=== Begin Enclosure ===
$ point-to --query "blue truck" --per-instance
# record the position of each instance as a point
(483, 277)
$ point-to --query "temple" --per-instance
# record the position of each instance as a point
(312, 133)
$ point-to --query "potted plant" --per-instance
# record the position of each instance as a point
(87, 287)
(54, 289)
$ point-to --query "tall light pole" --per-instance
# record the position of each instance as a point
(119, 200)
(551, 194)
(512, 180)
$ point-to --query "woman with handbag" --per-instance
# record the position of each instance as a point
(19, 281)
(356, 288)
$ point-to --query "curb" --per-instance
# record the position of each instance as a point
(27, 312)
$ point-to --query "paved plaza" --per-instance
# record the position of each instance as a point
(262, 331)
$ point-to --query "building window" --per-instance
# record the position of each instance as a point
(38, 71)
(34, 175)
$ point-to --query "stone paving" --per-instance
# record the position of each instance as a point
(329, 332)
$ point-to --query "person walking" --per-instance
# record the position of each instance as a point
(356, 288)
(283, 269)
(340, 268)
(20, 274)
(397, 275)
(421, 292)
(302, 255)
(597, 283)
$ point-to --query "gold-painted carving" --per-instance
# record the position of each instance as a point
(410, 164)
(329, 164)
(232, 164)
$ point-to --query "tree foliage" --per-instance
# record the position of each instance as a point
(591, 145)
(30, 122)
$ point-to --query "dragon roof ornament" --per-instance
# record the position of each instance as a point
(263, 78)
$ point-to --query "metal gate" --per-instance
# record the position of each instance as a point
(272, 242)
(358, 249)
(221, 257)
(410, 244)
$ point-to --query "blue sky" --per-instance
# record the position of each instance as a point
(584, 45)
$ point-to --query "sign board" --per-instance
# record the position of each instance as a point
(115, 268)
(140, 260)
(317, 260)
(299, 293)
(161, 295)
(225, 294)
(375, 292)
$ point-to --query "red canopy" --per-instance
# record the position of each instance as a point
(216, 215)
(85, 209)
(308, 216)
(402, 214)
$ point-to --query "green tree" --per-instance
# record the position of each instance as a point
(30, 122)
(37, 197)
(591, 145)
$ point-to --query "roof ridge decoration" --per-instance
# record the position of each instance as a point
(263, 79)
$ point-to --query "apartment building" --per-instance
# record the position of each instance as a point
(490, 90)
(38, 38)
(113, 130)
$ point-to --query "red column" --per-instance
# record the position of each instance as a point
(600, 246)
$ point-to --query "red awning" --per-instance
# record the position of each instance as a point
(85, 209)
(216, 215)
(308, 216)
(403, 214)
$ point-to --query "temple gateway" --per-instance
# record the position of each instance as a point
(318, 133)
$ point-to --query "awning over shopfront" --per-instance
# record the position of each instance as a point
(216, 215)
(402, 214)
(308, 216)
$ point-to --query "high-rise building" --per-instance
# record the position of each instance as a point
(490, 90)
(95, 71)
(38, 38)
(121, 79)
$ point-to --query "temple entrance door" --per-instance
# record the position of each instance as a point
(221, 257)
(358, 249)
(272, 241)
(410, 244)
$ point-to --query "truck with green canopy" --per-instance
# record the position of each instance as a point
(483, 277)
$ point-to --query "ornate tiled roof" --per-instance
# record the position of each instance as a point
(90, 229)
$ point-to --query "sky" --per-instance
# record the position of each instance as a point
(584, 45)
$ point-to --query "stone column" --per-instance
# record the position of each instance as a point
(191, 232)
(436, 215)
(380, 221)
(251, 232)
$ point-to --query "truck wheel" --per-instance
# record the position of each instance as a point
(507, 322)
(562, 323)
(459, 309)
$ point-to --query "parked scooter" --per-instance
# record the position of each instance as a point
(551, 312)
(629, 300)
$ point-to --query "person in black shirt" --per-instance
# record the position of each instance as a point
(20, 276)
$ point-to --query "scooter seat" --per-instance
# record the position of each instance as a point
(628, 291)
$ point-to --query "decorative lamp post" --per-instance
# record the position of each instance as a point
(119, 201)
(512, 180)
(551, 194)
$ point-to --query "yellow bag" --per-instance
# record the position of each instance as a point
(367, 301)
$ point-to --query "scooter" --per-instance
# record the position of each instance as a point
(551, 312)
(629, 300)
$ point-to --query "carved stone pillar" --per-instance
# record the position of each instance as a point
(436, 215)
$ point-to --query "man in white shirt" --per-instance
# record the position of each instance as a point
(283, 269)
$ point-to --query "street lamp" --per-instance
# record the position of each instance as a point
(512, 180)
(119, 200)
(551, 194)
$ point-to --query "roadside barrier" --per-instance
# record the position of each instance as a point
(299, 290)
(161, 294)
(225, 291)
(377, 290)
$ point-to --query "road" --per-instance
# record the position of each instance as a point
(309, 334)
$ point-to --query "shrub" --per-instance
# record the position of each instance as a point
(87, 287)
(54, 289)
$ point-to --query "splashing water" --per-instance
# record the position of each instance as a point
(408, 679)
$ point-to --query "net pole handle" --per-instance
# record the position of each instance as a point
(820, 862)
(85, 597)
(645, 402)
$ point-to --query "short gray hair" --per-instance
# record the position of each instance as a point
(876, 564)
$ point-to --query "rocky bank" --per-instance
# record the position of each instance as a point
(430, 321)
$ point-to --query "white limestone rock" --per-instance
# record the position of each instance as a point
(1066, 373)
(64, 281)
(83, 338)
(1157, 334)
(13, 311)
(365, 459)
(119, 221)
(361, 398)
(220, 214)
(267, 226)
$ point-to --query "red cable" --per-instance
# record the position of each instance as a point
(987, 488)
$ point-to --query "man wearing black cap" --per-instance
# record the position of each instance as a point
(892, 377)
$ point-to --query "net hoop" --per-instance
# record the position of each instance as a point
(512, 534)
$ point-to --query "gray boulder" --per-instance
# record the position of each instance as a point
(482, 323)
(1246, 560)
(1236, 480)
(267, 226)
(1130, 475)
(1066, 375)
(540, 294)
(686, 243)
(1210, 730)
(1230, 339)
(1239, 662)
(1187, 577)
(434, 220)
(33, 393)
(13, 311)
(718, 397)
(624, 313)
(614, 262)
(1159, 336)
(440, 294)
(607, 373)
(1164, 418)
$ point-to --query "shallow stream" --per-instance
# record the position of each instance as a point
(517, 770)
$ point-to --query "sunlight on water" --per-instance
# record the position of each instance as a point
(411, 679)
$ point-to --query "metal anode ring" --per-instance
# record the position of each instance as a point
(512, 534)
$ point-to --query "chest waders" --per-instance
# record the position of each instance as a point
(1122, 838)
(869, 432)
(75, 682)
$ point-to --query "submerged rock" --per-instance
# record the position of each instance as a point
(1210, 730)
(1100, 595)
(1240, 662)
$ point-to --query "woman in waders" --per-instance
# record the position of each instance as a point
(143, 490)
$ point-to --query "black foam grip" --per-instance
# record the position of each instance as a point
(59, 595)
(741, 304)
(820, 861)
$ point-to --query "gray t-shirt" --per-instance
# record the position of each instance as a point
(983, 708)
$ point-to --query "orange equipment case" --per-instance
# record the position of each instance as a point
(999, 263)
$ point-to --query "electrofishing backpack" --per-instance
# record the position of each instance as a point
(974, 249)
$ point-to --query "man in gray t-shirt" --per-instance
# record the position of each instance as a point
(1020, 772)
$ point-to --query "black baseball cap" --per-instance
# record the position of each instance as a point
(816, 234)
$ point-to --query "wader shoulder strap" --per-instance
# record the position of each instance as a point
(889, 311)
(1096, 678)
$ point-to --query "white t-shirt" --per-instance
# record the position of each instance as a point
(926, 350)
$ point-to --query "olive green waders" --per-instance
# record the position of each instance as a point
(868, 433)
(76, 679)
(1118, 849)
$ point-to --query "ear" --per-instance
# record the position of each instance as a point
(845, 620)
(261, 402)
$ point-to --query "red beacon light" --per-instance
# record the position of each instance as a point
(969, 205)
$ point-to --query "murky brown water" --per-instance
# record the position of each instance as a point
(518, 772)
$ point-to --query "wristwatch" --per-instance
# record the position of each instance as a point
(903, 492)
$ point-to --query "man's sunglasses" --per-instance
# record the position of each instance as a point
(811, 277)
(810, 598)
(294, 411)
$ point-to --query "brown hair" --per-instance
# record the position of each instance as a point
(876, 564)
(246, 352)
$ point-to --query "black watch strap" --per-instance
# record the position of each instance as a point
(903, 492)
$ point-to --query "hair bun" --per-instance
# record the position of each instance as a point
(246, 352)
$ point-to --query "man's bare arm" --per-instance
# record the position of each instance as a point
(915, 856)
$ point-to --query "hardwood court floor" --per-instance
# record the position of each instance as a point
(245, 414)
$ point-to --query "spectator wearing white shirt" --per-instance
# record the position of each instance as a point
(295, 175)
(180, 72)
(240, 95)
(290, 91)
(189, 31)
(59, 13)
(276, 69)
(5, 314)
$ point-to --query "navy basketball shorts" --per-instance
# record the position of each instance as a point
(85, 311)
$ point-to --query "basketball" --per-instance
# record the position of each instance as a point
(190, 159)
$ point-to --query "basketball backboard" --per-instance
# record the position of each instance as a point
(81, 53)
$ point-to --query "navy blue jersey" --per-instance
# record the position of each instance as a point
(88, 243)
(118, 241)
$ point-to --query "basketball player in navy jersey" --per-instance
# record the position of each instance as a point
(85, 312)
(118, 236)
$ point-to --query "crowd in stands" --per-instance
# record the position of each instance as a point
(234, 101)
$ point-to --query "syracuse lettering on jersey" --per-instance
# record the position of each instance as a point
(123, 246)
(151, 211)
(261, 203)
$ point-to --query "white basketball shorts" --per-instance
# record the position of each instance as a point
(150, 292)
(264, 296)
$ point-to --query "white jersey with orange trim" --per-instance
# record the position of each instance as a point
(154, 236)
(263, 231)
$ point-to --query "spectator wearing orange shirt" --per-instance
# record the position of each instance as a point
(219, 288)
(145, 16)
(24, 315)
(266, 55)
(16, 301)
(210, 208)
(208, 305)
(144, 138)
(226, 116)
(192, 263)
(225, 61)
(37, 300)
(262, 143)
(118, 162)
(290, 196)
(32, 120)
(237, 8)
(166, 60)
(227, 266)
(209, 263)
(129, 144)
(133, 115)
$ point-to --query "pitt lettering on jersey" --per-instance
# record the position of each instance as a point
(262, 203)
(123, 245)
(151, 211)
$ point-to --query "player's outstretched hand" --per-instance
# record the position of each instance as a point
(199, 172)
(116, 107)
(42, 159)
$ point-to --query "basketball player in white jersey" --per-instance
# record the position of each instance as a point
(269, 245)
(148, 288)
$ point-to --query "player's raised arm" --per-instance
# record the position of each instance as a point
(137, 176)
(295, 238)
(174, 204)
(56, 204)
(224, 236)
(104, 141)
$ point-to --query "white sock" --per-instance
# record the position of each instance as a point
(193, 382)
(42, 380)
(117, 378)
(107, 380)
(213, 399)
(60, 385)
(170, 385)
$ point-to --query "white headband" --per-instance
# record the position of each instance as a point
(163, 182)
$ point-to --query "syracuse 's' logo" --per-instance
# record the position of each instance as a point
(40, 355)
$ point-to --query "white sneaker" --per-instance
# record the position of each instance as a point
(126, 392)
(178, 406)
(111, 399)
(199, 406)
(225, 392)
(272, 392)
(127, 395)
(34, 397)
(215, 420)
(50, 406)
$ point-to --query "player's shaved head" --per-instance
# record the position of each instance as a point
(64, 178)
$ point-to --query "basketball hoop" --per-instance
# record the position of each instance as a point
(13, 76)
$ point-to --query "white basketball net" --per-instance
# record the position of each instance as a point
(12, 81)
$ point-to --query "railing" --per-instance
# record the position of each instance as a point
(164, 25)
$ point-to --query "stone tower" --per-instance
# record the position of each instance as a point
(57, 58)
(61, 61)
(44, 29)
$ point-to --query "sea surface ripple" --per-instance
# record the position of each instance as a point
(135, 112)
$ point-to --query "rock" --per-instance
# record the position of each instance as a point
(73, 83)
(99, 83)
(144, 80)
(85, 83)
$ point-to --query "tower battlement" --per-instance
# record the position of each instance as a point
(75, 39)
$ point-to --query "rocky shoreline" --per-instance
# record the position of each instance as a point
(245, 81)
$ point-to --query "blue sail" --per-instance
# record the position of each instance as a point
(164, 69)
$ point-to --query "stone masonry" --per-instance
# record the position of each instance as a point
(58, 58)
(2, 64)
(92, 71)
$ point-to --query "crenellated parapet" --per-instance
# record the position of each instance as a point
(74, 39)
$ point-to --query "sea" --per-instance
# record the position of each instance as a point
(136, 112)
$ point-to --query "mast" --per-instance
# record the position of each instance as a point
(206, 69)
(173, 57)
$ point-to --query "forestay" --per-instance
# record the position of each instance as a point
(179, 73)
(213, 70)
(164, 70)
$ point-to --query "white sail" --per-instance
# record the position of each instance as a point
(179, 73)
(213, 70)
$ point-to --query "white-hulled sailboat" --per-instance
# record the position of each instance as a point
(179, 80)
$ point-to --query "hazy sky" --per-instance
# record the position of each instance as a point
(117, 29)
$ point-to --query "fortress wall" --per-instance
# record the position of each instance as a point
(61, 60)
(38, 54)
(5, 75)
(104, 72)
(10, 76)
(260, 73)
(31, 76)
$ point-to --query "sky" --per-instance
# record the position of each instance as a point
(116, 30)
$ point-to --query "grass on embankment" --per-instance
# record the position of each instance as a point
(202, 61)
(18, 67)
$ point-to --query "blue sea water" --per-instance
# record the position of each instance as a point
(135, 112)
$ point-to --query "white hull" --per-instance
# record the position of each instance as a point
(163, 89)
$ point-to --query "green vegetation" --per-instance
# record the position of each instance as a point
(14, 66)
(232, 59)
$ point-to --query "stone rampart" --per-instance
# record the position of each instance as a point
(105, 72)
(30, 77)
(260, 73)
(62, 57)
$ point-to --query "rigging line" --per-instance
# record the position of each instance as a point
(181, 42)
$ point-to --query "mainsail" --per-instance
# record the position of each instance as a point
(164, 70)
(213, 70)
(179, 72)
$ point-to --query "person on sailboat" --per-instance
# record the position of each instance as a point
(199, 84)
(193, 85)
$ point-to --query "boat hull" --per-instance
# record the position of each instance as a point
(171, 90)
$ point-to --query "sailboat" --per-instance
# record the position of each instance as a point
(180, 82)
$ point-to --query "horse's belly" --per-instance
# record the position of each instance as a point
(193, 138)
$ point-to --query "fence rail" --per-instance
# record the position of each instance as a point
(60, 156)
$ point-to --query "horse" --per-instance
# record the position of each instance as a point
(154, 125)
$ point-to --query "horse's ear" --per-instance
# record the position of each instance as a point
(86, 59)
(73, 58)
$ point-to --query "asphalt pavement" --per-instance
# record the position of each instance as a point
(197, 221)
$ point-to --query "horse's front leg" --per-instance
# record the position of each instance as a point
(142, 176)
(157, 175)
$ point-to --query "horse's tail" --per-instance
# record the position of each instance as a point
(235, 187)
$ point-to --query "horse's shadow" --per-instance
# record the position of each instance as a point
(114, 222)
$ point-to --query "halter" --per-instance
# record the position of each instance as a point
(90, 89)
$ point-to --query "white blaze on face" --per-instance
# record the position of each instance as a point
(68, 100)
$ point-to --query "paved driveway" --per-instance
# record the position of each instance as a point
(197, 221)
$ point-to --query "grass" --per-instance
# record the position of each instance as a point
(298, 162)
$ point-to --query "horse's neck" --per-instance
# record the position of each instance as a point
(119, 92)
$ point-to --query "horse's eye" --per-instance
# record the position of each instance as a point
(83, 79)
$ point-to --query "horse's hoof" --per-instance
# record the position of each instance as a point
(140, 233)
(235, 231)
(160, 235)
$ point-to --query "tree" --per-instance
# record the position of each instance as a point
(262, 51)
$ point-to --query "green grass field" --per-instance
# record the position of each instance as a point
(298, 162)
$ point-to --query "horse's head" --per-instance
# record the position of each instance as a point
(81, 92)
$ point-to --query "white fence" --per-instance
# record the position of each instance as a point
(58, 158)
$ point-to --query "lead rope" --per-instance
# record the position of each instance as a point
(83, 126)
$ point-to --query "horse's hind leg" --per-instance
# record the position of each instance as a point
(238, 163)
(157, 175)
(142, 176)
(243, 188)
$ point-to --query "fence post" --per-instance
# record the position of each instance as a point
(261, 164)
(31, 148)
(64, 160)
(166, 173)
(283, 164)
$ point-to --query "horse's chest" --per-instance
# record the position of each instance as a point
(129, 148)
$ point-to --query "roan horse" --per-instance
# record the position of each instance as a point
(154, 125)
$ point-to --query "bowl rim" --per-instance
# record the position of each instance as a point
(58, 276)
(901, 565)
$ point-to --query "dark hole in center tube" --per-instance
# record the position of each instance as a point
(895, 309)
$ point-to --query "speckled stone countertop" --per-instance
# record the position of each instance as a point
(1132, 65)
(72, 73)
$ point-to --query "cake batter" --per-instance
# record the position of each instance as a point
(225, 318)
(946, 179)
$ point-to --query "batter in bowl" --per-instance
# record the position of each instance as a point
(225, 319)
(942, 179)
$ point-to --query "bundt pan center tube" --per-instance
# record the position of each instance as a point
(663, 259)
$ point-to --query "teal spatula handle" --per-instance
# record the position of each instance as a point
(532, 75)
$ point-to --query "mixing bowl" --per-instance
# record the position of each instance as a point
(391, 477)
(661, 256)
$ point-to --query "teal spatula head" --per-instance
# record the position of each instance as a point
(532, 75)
=== End Enclosure ===
Prompt: In the records above, find every line with the word "center" and copy it.

Task answer:
$ point-to --query "dark hole in center tube" --per-instance
$ point-to --query "bundt pan center tube" --per-instance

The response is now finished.